Document |
Apache Spark on Kubernetes - Submitting a job to Spark on Kubernetes (Part 2)

This is the Preparing Spark Docker image for submitting a job to Spark on Kubernetes (Part 2) from article series (see Part 1).

In this article we explain two options for job submitting to cluster:

Create an inherited custom Docker image with job jar and submit capability.
Mount a volume to original image with job jar.

Introduction

Given the Spark Standalone cluster we built in previous article, we no create a sample Spark job to be submitted to cluster. Then we describe two options for submitting to the cluster - jar file via inherited Docker image or Kubernetes volume.

Sample Spark Job

We have prepared an example Spark Job in examples/sql-example directory. The job has a simple pom.xml with only 2 dependencies:

    <dependencies>
        <dependency>
            <groupId>org.apache.spark</groupId>
            <artifactId>spark-core_${scala.binary.version}</artifactId>
            <version>${spark.version}</version>
            <scope>provided</scope>
        </dependency>
        <dependency>
            <groupId>org.apache.spark</groupId>
            <artifactId>spark-sql_${scala.binary.version}</artifactId>
            <version>${spark.version}</version>
            <scope>provided</scope>
        </dependency>
    </dependencies>

Both of them are defined as provided, since these Jars are part of the Spark distribution. Beware of versions, however. There are variables in pom.xml

    <properties>
        <project.java.version>1.8</project.java.version>
        <project.build.sourceEncoding>UTF-8</project.build.sourceEncoding>
        <scala.binary.version>2.12</scala.binary.version>
        <spark.version>3.0.1</spark.version>
    </properties>

which should match the Spark distribution version used in Docker images.

Source code of the project is very simple. It just prints a small Dataset with Spark SQL.

Building this project with maven:

examples/sql-example > mvn package

Produces a tiny 5KB Jar file:

-rw-rw-r-- 1 michalklempa michalklempa 4,7K jan  6 13:10 spark-sql-example-1.0.0-SNAPSHOT.jar

Submitting a job

We describe two ways of providing the Jar file into driver container:

Inherited Docker image
Mounting Kubernetes volume

Depending on surrounding environment and circumstances, you may find each of them useful in different scenarios. If your build system keeps versions of built Docker images from your source code, former option may be suitable. If your build system keeps track of Jar files and versions and deployment scripts are capable of providing volumes to Kubernetes dynamically, the latter is a way t ogo.

Inherited Docker image

We create a multi-stage Docker image for our example SQL Spark job. First stage (called build) will build the Jar file and second phase will place the Jar inside inherited Docker image:

ARG SPARK_VERSION=3.0.1
ARG HADOOP_VERSION=2.7
ARG ARG_JAR_NAME=spark-sql-example-1.0.0-SNAPSHOT.jar
ARG ARG_MAIN_CLASS=com.michalklempa.spark.sql.example.Main

FROM maven:3-openjdk-8 as build
ARG ARG_JAR_NAME
ARG ARG_MAIN_CLASS

RUN mkdir /work
COPY pom.xml /work/pom.xml
COPY src /work/src

WORKDIR /work
RUN mvn clean package

FROM michalklempa/spark:${SPARK_VERSION}-hadoop${HADOOP_VERSION}
ARG ARG_JAR_NAME
ARG ARG_MAIN_CLASS

COPY --from=build /work/target/${ARG_JAR_NAME} /${ARG_JAR_NAME}

ENV MAIN_CLASS=${ARG_MAIN_CLASS}
ENV JAR="/${ARG_JAR_NAME}"

Written exercise 1 |
Answer these questions about the Spark on Kubernetes article:
(a) Which Spark version is set in the pom.xml properties?
(b) What scope do the two Spark dependencies use?
(c) What is the first stage of the multi-stage Docker image named?

Dataset items
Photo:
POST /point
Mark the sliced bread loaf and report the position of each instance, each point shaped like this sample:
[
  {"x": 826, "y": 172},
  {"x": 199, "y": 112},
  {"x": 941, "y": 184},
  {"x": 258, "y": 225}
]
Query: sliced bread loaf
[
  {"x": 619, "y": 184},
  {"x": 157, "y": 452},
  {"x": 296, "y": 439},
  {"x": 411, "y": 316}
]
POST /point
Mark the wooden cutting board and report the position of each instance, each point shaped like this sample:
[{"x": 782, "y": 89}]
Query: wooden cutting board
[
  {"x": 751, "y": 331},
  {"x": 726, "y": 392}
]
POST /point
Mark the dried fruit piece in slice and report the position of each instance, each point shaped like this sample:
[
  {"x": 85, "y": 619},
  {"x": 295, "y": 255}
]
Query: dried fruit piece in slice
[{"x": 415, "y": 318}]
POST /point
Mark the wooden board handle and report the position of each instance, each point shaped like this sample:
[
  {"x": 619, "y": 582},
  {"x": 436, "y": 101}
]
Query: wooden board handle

Written exercise 2 | Return every line of the entries that contains the word "fruit".

Exercise result 1 |
(a) 3.0.1
(b) provided
(c) build

Exercise result 2 |
Mark the dried fruit piece in slice and report the position of each instance, each point shaped like this sample:
Query: dried fruit piece in slice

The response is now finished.